▶ **SUPPLIED INFORMATION**:
-- -- --
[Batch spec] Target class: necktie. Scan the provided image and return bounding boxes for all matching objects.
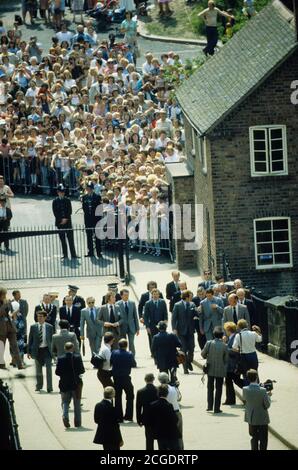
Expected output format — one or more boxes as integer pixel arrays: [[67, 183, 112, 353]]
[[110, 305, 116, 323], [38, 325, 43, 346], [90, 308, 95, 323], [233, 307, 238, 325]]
-- -- --
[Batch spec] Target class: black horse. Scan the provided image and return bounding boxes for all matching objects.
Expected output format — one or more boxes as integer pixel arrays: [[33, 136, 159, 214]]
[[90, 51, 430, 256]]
-- -- --
▶ **REQUIREMENTS**: Copy out every line in the rows above that contains the word "bounding". Matches must have the same letter case.

▶ **RESULT**:
[Batch spec] Target class: necktie. Scan the provided image and return bounding boxes for all matching objects.
[Batch spec] Target class: black horse. Scan the provided image and return bounding boxes for all matching objects.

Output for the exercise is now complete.